WHAT TO PRODUCE :: Reproduce the data below verbatim from the line containing "of the stainless" through its final line, and produce nothing more.
==== EXTRACTED MATERIAL
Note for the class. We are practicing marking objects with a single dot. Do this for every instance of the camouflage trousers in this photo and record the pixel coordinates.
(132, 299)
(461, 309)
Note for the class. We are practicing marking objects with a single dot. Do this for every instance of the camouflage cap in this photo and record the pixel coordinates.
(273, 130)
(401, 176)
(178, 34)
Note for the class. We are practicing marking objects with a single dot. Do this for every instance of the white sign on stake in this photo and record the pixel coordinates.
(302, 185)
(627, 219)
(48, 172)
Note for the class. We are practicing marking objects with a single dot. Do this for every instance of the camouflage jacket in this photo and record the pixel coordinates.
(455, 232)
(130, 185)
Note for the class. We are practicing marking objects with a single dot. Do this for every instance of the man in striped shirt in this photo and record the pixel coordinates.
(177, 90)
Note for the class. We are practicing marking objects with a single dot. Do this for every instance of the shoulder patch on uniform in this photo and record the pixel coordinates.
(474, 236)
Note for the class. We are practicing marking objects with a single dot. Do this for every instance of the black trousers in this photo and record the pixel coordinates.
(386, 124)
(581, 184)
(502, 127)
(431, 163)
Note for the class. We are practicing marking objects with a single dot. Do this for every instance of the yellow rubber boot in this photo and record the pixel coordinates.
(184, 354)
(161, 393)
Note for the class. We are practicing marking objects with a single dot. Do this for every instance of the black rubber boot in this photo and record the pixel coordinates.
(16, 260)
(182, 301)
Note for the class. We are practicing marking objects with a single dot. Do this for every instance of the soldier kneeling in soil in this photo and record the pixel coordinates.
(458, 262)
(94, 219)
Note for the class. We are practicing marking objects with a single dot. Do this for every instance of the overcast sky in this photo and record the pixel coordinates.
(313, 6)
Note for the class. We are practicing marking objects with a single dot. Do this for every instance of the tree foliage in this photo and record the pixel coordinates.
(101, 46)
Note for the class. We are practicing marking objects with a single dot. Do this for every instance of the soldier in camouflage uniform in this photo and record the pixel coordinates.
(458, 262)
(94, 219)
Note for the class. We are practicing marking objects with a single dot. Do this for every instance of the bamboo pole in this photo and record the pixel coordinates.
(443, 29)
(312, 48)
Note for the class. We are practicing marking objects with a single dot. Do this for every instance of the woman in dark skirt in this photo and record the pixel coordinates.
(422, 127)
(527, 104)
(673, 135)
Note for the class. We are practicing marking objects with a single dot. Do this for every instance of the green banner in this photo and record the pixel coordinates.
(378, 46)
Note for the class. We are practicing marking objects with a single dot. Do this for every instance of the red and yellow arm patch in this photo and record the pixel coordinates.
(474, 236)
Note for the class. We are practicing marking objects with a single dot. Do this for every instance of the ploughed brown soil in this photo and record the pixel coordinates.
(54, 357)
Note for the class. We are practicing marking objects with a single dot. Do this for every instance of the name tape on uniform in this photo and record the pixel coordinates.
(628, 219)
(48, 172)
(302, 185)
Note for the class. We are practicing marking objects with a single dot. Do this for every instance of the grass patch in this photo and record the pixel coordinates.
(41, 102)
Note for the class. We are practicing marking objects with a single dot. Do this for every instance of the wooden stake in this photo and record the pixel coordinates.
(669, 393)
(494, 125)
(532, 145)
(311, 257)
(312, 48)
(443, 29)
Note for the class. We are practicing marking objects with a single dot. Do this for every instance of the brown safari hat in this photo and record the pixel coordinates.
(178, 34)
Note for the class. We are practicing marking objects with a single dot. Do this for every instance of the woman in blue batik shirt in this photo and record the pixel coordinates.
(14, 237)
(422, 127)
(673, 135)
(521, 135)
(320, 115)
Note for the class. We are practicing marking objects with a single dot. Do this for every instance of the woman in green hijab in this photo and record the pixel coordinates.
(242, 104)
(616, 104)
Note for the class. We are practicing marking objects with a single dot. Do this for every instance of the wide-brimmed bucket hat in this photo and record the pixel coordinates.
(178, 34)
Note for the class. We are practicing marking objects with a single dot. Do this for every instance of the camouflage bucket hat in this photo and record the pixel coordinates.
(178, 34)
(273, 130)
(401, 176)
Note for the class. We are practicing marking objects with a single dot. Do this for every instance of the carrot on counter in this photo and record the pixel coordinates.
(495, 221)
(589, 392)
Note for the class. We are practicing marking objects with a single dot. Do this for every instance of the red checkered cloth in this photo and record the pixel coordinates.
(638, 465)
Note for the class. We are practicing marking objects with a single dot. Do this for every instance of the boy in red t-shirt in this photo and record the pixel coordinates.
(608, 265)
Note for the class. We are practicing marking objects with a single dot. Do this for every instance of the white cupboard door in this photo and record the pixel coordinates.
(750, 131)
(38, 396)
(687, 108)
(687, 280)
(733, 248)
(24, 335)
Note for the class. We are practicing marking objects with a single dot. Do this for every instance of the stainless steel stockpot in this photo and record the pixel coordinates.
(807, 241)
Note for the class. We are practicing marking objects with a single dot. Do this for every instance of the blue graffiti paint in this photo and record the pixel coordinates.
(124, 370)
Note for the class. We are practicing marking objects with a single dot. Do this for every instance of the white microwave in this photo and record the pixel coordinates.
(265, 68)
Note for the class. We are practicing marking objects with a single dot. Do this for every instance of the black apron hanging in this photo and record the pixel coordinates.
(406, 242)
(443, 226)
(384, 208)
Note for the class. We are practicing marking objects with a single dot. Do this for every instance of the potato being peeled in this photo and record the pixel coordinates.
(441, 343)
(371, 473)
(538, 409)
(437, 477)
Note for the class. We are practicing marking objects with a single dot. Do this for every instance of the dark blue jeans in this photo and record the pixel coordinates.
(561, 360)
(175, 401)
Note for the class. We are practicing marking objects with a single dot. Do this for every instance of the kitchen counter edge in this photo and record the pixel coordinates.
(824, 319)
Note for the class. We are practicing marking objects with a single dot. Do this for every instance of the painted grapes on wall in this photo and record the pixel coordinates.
========
FINAL RESULT ::
Note for the class. We are practicing marking objects with a single dot. Do this for every instance of the stainless steel stockpot in this photo and record the pixel coordinates.
(807, 241)
Note for the class. We are practicing marking objects with a single dot. Do this for every instance of the blue graffiti paint in this photo and record the pixel coordinates.
(124, 370)
Note for the class. We are practicing marking objects with a single dot. Do this for every instance of the white microwave in this photo and record the pixel coordinates.
(265, 68)
Note for the class. We are practicing marking objects with a single dot. Do this for every instance of the black apron hanging in this photo and record the pixel coordinates.
(406, 242)
(443, 226)
(384, 208)
Note for the class. We are practicing marking objects with a single dot. Do this for every instance of the potato being peeled in this photo and record the pixel coordinates.
(441, 343)
(371, 473)
(538, 409)
(437, 477)
Note for the class. We are practicing marking objects with a single dot. Do this for every instance of the dark blue jeans in this photo and record the pixel coordinates.
(561, 360)
(175, 401)
Note for the class. We are practicing marking objects with a single dot. Do this for every instance of the kitchen counter edge in this photo and record the pixel coordinates.
(824, 319)
Note for the class. We are practicing marking objects with a single dot. Do this for every instance of the painted grapes on wall in this photo and record the pixel coordinates.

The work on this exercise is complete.